[Material for the task Boundary: Start]
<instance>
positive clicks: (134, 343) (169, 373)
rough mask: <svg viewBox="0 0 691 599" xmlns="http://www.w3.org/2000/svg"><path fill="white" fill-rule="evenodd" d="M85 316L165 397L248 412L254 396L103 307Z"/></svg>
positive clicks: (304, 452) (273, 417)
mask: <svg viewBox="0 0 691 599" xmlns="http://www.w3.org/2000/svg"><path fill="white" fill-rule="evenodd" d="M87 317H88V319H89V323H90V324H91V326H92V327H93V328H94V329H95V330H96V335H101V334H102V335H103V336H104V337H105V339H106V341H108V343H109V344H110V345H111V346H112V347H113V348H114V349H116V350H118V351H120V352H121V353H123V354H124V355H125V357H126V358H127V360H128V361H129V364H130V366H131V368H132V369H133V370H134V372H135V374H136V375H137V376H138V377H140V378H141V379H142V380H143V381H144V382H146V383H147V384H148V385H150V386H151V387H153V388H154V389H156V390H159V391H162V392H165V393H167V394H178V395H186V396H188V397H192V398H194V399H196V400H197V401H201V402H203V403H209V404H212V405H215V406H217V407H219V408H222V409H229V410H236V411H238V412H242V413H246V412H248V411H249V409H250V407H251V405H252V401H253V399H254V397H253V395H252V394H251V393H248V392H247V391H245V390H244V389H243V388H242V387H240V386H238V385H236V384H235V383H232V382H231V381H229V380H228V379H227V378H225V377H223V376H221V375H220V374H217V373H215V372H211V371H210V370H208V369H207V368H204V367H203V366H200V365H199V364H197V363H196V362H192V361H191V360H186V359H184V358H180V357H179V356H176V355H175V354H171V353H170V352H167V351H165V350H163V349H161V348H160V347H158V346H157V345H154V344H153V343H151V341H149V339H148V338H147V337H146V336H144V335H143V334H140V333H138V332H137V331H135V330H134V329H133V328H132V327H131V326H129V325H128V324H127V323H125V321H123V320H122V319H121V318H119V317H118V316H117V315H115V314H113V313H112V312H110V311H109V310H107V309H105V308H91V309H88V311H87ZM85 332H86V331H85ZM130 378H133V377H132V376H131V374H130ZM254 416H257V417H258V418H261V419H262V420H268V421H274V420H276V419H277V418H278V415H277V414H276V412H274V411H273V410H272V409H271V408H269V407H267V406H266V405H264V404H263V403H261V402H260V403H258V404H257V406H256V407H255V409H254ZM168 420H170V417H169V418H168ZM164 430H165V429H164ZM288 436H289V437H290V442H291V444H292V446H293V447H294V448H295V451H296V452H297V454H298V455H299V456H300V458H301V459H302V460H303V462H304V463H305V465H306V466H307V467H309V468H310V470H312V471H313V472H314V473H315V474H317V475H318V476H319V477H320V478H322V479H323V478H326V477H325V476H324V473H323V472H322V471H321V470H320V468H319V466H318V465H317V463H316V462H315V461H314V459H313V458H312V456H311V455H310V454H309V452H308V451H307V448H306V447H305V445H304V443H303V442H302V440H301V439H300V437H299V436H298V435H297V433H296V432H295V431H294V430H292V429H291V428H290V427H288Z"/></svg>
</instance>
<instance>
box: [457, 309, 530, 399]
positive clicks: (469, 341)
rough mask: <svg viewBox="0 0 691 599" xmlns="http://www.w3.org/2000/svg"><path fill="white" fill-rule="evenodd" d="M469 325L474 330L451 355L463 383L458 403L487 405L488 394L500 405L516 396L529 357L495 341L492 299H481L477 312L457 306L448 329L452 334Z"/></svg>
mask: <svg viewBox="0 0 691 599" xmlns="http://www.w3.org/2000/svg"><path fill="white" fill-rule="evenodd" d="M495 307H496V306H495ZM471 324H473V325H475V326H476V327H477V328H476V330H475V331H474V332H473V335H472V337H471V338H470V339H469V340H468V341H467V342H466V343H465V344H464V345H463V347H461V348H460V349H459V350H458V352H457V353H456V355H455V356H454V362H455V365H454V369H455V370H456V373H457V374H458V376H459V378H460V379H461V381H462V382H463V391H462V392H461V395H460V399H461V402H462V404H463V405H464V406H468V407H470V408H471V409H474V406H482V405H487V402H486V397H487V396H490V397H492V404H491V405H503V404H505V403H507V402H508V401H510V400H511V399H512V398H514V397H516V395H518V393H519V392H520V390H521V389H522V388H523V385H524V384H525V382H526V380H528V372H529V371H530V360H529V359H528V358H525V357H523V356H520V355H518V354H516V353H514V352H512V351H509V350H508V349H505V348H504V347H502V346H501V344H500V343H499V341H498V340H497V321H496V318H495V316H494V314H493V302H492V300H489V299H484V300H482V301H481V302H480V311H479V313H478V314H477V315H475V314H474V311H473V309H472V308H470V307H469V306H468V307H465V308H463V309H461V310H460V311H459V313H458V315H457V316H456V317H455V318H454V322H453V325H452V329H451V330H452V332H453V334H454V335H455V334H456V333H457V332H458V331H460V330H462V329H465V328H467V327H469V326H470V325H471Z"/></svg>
[Material for the task Boundary: End]
_About this exercise_
Reproduce every row above verbatim, with nothing altered.

_Exercise solution_
<instance>
positive clicks: (134, 343) (169, 373)
rough mask: <svg viewBox="0 0 691 599" xmlns="http://www.w3.org/2000/svg"><path fill="white" fill-rule="evenodd" d="M85 316L165 397L248 412L254 396L103 307Z"/></svg>
positive clicks: (304, 452) (273, 417)
mask: <svg viewBox="0 0 691 599" xmlns="http://www.w3.org/2000/svg"><path fill="white" fill-rule="evenodd" d="M87 317H88V319H89V323H90V324H91V326H92V327H93V328H94V329H95V330H96V335H101V334H102V335H103V336H104V337H105V339H106V341H108V343H109V344H110V345H111V346H112V347H113V348H114V349H116V350H118V351H120V352H121V353H123V354H124V355H125V357H126V358H127V360H128V361H129V364H130V366H131V368H132V369H133V370H134V372H135V374H136V375H137V376H138V377H140V378H141V379H142V380H143V381H144V382H146V383H147V384H148V385H150V386H151V387H153V388H154V389H156V390H159V391H162V392H165V393H167V394H178V395H186V396H188V397H192V398H194V399H196V400H197V401H201V402H203V403H209V404H212V405H215V406H217V407H219V408H222V409H229V410H236V411H238V412H242V413H246V412H248V411H249V409H250V407H251V405H252V401H253V399H254V397H253V395H252V394H251V393H248V392H247V391H245V390H244V389H243V388H242V387H240V386H238V385H236V384H235V383H232V382H231V381H229V380H228V379H227V378H225V377H223V376H221V375H220V374H217V373H215V372H211V371H210V370H208V369H207V368H204V367H203V366H200V365H199V364H197V363H196V362H192V361H191V360H186V359H184V358H180V357H179V356H176V355H175V354H171V353H170V352H167V351H165V350H163V349H161V348H160V347H158V346H157V345H154V344H153V343H151V341H149V339H148V338H147V337H146V336H144V335H143V334H140V333H138V332H137V331H135V330H134V329H133V328H132V327H131V326H129V325H128V324H127V323H125V321H123V320H122V319H121V318H119V317H118V316H117V315H115V314H113V313H112V312H110V311H109V310H107V309H105V308H91V309H88V311H87ZM85 332H86V331H85ZM130 378H133V377H132V376H131V374H130ZM254 416H257V417H258V418H261V419H262V420H268V421H274V420H276V419H277V418H278V415H277V414H276V412H274V411H273V410H272V409H271V408H269V407H267V406H266V405H264V404H263V403H261V402H260V403H258V404H257V406H256V407H255V409H254ZM168 420H170V417H169V418H168ZM164 430H165V429H164ZM288 436H289V437H290V442H291V444H292V446H293V447H294V448H295V451H296V452H297V454H298V455H299V456H300V458H301V459H302V460H303V462H304V463H305V465H306V466H307V467H309V468H310V470H312V471H313V472H314V473H315V474H317V475H318V476H319V477H320V478H322V479H323V478H326V477H325V476H324V473H323V472H322V471H321V470H320V468H319V466H318V465H317V463H316V462H315V461H314V459H313V458H312V456H311V455H310V454H309V452H308V451H307V448H306V447H305V445H304V443H303V442H302V440H301V439H300V437H299V436H298V435H297V433H296V432H295V431H294V430H292V429H291V428H290V427H288Z"/></svg>
</instance>
<instance>
box: [457, 309, 530, 399]
positive clicks: (469, 341)
rough mask: <svg viewBox="0 0 691 599" xmlns="http://www.w3.org/2000/svg"><path fill="white" fill-rule="evenodd" d="M469 325L474 330L451 355L463 383L458 403L487 405L488 394L500 405L516 396L529 357L495 341L492 299H481L477 312L457 306L448 329L452 334Z"/></svg>
mask: <svg viewBox="0 0 691 599" xmlns="http://www.w3.org/2000/svg"><path fill="white" fill-rule="evenodd" d="M495 307H496V306H495ZM471 324H473V325H475V326H476V327H477V328H476V330H475V331H474V332H473V335H472V337H471V338H470V339H469V340H468V341H467V342H466V343H465V344H464V345H463V347H461V348H460V349H459V350H458V352H457V353H456V355H455V356H454V362H455V365H454V369H455V370H456V373H457V374H458V376H459V378H460V379H461V381H462V382H463V391H462V392H461V395H460V399H461V402H462V404H463V405H464V406H468V407H470V408H471V409H474V406H482V405H487V402H486V397H487V396H490V397H492V404H491V405H503V404H505V403H507V402H508V401H510V400H511V399H512V398H514V397H516V395H518V393H519V392H520V390H521V389H522V388H523V385H524V384H525V382H526V380H528V372H529V371H530V360H529V359H528V358H525V357H523V356H520V355H518V354H516V353H514V352H512V351H509V350H508V349H505V348H504V347H502V346H501V344H500V343H499V341H498V340H497V321H496V318H495V316H494V314H493V302H492V300H489V299H484V300H482V301H481V302H480V311H479V313H478V314H477V315H475V314H474V311H473V309H472V308H470V307H469V306H468V307H465V308H463V309H461V310H460V311H459V313H458V315H457V316H456V317H455V318H454V322H453V325H452V329H451V330H452V332H453V334H454V335H455V334H456V333H457V332H458V331H460V330H462V329H465V328H467V327H469V326H470V325H471Z"/></svg>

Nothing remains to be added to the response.